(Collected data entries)
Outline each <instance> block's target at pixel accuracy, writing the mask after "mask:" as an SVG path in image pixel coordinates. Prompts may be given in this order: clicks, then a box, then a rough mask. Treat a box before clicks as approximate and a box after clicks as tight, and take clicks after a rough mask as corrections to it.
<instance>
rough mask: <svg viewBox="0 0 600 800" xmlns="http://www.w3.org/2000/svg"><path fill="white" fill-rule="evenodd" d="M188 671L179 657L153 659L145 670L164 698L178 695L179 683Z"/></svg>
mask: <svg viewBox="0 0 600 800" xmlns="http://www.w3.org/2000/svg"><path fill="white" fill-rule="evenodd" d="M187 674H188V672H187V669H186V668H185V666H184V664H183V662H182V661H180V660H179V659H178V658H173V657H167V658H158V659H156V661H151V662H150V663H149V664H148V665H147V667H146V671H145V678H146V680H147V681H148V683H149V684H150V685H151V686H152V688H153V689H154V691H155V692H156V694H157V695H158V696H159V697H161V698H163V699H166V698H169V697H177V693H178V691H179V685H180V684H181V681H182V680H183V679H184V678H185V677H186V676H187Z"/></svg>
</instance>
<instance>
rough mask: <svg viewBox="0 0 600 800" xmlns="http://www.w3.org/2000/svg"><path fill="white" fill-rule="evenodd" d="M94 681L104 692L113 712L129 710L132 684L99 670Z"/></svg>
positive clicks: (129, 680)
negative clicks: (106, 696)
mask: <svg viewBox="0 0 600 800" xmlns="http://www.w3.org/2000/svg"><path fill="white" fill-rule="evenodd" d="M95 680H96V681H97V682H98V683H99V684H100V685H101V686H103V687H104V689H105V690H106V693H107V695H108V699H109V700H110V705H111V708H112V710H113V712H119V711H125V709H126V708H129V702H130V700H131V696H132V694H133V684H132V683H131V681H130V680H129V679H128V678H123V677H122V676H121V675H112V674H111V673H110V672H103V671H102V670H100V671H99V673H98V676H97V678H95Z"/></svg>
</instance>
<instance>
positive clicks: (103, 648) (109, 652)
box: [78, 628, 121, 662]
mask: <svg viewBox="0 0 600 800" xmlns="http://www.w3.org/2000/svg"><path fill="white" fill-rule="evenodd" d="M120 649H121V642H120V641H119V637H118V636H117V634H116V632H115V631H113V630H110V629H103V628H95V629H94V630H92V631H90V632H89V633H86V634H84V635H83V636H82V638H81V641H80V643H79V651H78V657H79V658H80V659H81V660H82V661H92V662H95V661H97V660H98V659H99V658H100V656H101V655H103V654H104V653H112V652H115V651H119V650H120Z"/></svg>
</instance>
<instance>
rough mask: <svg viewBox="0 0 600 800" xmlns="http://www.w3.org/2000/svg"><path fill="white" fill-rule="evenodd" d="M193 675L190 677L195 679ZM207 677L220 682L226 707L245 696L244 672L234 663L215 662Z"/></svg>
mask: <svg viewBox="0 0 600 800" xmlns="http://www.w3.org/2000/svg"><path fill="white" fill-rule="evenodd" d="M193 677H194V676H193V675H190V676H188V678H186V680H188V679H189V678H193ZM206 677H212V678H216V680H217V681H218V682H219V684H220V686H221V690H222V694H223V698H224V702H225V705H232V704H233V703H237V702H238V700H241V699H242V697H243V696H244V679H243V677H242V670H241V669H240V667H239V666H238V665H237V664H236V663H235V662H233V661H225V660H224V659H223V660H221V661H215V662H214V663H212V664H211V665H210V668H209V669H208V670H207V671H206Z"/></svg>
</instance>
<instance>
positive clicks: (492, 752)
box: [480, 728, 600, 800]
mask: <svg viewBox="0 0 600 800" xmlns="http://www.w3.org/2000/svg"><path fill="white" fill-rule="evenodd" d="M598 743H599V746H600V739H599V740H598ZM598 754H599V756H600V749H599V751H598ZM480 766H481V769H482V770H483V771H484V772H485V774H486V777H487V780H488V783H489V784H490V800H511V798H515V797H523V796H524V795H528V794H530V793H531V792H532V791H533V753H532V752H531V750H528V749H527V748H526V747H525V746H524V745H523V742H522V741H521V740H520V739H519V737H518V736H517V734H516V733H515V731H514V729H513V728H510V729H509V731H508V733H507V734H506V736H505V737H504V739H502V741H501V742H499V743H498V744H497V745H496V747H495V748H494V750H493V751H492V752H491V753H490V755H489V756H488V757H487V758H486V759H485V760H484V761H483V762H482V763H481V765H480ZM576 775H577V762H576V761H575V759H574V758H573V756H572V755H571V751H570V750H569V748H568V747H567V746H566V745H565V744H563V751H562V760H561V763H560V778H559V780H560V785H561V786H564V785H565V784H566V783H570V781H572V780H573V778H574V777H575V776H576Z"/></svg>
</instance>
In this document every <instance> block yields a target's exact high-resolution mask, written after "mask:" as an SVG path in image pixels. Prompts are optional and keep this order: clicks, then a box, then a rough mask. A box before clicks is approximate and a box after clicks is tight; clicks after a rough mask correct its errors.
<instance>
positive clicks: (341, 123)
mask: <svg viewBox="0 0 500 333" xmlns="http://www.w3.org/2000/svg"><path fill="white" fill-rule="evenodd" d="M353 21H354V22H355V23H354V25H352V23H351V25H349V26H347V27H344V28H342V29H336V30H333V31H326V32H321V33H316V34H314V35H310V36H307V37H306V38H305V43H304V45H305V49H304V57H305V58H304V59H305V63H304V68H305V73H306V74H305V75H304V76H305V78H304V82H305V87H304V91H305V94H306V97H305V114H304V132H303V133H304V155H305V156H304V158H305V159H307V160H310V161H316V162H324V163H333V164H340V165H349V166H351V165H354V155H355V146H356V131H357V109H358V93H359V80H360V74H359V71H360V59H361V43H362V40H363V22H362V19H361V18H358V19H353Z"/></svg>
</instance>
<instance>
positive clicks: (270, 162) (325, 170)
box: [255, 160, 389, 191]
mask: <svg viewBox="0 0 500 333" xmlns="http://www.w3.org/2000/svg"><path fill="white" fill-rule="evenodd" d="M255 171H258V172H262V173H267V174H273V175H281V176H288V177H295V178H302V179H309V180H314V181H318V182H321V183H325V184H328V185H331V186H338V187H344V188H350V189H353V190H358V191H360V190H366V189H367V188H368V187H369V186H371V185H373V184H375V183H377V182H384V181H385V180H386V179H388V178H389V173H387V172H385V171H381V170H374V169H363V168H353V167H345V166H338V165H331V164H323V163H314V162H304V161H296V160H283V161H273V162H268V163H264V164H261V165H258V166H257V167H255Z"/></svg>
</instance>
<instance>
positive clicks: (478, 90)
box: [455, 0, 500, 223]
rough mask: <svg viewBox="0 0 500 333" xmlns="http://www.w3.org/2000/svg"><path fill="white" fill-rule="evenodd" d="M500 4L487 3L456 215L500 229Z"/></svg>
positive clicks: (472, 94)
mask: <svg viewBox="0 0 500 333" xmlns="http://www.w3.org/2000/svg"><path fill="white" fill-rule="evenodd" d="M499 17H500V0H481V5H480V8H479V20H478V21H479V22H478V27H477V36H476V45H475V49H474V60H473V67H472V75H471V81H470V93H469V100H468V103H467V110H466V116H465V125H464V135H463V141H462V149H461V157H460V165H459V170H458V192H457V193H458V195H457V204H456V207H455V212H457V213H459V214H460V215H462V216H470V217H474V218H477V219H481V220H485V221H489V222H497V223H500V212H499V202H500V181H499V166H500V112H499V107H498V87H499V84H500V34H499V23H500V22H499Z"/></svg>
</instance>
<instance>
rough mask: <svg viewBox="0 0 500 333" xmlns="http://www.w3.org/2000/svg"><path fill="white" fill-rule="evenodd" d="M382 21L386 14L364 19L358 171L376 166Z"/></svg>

■ **TO DO**: Return all of the lines above exactly, with none omitted.

■ **WRITTEN SOLUTION**:
Outline each <instance> block's target at pixel accuracy, writing the mask after "mask:" as an SVG path in image pixel coordinates. Prompts may be given in this order: clicks, then a box, then a rough mask. Treat a box before clicks as approximate and a box after clicks as tight, and take clicks after a rough mask as corrections to it.
<instance>
rough mask: <svg viewBox="0 0 600 800" xmlns="http://www.w3.org/2000/svg"><path fill="white" fill-rule="evenodd" d="M188 671L179 657L153 659L145 670L164 698L178 695L179 683Z"/></svg>
mask: <svg viewBox="0 0 600 800" xmlns="http://www.w3.org/2000/svg"><path fill="white" fill-rule="evenodd" d="M187 674H188V672H187V669H186V668H185V666H184V664H183V662H182V661H180V660H179V659H178V658H173V657H167V658H158V659H156V661H151V662H150V663H149V664H148V665H147V667H146V671H145V678H146V680H147V681H148V683H149V684H150V685H151V686H152V688H153V689H154V691H155V692H156V694H157V695H158V696H159V697H161V698H163V699H166V698H169V697H177V693H178V691H179V685H180V684H181V681H182V680H183V679H184V678H185V677H186V676H187Z"/></svg>
</instance>
<instance>
rough mask: <svg viewBox="0 0 600 800" xmlns="http://www.w3.org/2000/svg"><path fill="white" fill-rule="evenodd" d="M94 681L104 692L113 712L129 710L132 684L99 670Z"/></svg>
positive clicks: (129, 680)
negative clicks: (106, 696)
mask: <svg viewBox="0 0 600 800" xmlns="http://www.w3.org/2000/svg"><path fill="white" fill-rule="evenodd" d="M95 680H96V681H97V682H98V683H99V684H100V685H101V686H103V687H104V689H105V690H106V693H107V695H108V699H109V700H110V705H111V708H112V710H113V712H119V711H125V709H126V708H129V702H130V700H131V696H132V694H133V684H132V683H131V681H130V680H129V679H128V678H123V677H122V676H121V675H112V674H111V673H110V672H103V671H102V670H100V671H99V673H98V676H97V678H95Z"/></svg>
</instance>
<instance>
positive clicks: (103, 648) (109, 652)
box: [78, 628, 121, 662]
mask: <svg viewBox="0 0 600 800" xmlns="http://www.w3.org/2000/svg"><path fill="white" fill-rule="evenodd" d="M120 649H121V642H120V641H119V637H118V636H117V634H116V632H115V631H113V630H110V629H103V628H95V629H94V630H92V631H90V632H89V633H86V634H84V635H83V636H82V638H81V641H80V643H79V651H78V657H79V658H80V659H81V660H82V661H92V662H95V661H97V660H98V659H99V658H100V656H101V655H103V654H104V653H112V652H115V651H119V650H120Z"/></svg>
</instance>
<instance>
rough mask: <svg viewBox="0 0 600 800" xmlns="http://www.w3.org/2000/svg"><path fill="white" fill-rule="evenodd" d="M193 675L190 677L195 679ZM207 677L220 682L226 707L245 696L244 672L234 663L215 662Z"/></svg>
mask: <svg viewBox="0 0 600 800" xmlns="http://www.w3.org/2000/svg"><path fill="white" fill-rule="evenodd" d="M193 677H194V676H193V675H190V676H188V678H186V680H188V679H189V678H193ZM206 677H212V678H216V680H217V681H218V682H219V684H220V686H221V690H222V694H223V698H224V702H225V705H232V704H233V703H237V702H238V700H241V699H242V697H243V696H244V679H243V677H242V670H241V669H240V667H239V666H238V665H237V664H236V663H235V662H233V661H225V660H224V659H223V660H221V661H215V662H214V663H212V664H211V665H210V668H209V669H208V670H207V671H206Z"/></svg>
</instance>
<instance>
positive clicks: (492, 752)
box: [480, 728, 600, 800]
mask: <svg viewBox="0 0 600 800" xmlns="http://www.w3.org/2000/svg"><path fill="white" fill-rule="evenodd" d="M598 743H599V746H600V739H599V740H598ZM598 754H599V756H600V749H599V751H598ZM480 766H481V769H482V770H483V771H484V772H485V774H486V777H487V780H488V783H489V784H490V800H511V798H515V797H523V796H524V795H528V794H530V793H531V792H532V791H533V753H532V752H531V750H528V749H527V748H526V747H525V746H524V745H523V742H522V741H521V740H520V739H519V737H518V736H517V734H516V733H515V731H514V729H513V728H510V729H509V731H508V733H507V734H506V736H505V737H504V739H502V741H501V742H499V743H498V744H497V745H496V747H495V748H494V750H493V751H492V752H491V753H490V755H489V756H488V757H487V758H486V759H485V760H484V761H483V762H482V763H481V765H480ZM576 775H577V762H576V761H575V759H574V758H573V756H572V755H571V751H570V750H569V748H568V747H567V746H566V745H565V744H563V751H562V760H561V763H560V778H559V780H560V785H561V786H564V785H565V784H566V783H570V781H572V780H573V778H574V777H575V776H576Z"/></svg>
</instance>
In this document every <instance> block yields a target's exact high-resolution mask, written after "mask:" as an SVG path in image pixels. Prompts are optional and keep this order: clicks, then a box, then a rough mask. A box before clicks is approximate and a box after clicks is tight; clicks after a rough mask correct its errors.
<instance>
positive clicks: (341, 123)
mask: <svg viewBox="0 0 500 333" xmlns="http://www.w3.org/2000/svg"><path fill="white" fill-rule="evenodd" d="M353 21H354V22H355V23H354V25H352V23H351V25H349V26H347V27H344V28H342V29H336V30H333V31H326V32H321V33H316V34H314V35H310V36H307V37H306V38H305V43H304V45H305V49H304V57H305V58H304V59H305V63H304V68H305V73H306V74H305V75H304V76H305V78H304V82H305V87H304V91H305V94H306V97H305V114H304V132H303V133H304V155H305V156H304V158H305V159H307V160H310V161H316V162H324V163H333V164H340V165H349V166H351V165H354V155H355V146H356V131H357V109H358V93H359V80H360V74H359V71H360V59H361V43H362V40H363V22H362V19H361V18H358V19H353Z"/></svg>
</instance>
<instance>
positive clicks: (270, 162) (325, 170)
box: [255, 160, 389, 191]
mask: <svg viewBox="0 0 500 333" xmlns="http://www.w3.org/2000/svg"><path fill="white" fill-rule="evenodd" d="M255 171H258V172H262V173H267V174H273V175H281V176H288V177H295V178H302V179H309V180H314V181H318V182H321V183H325V184H328V185H331V186H338V187H344V188H350V189H353V190H358V191H360V190H366V189H367V188H368V187H369V186H371V185H373V184H375V183H377V182H384V181H385V180H386V179H388V178H389V173H387V172H385V171H381V170H374V169H363V168H353V167H345V166H338V165H331V164H323V163H314V162H304V161H296V160H283V161H273V162H268V163H264V164H261V165H258V166H257V167H255Z"/></svg>
</instance>
<instance>
positive clicks: (478, 90)
box: [455, 0, 500, 223]
rough mask: <svg viewBox="0 0 500 333" xmlns="http://www.w3.org/2000/svg"><path fill="white" fill-rule="evenodd" d="M500 4L487 3L456 215L500 229Z"/></svg>
positive clicks: (472, 94)
mask: <svg viewBox="0 0 500 333" xmlns="http://www.w3.org/2000/svg"><path fill="white" fill-rule="evenodd" d="M499 17H500V0H481V5H480V8H479V20H478V21H479V22H478V27H477V36H476V45H475V49H474V60H473V67H472V75H471V81H470V93H469V100H468V103H467V110H466V116H465V125H464V135H463V141H462V149H461V157H460V165H459V170H458V192H457V193H458V195H457V204H456V207H455V212H457V213H459V214H460V215H462V216H470V217H474V218H477V219H481V220H485V221H489V222H497V223H500V212H499V202H500V181H499V166H500V112H499V107H498V87H499V84H500V34H499V23H500V22H499Z"/></svg>
</instance>
<instance>
rough mask: <svg viewBox="0 0 500 333" xmlns="http://www.w3.org/2000/svg"><path fill="white" fill-rule="evenodd" d="M382 21L386 14L364 19L358 171L376 166Z"/></svg>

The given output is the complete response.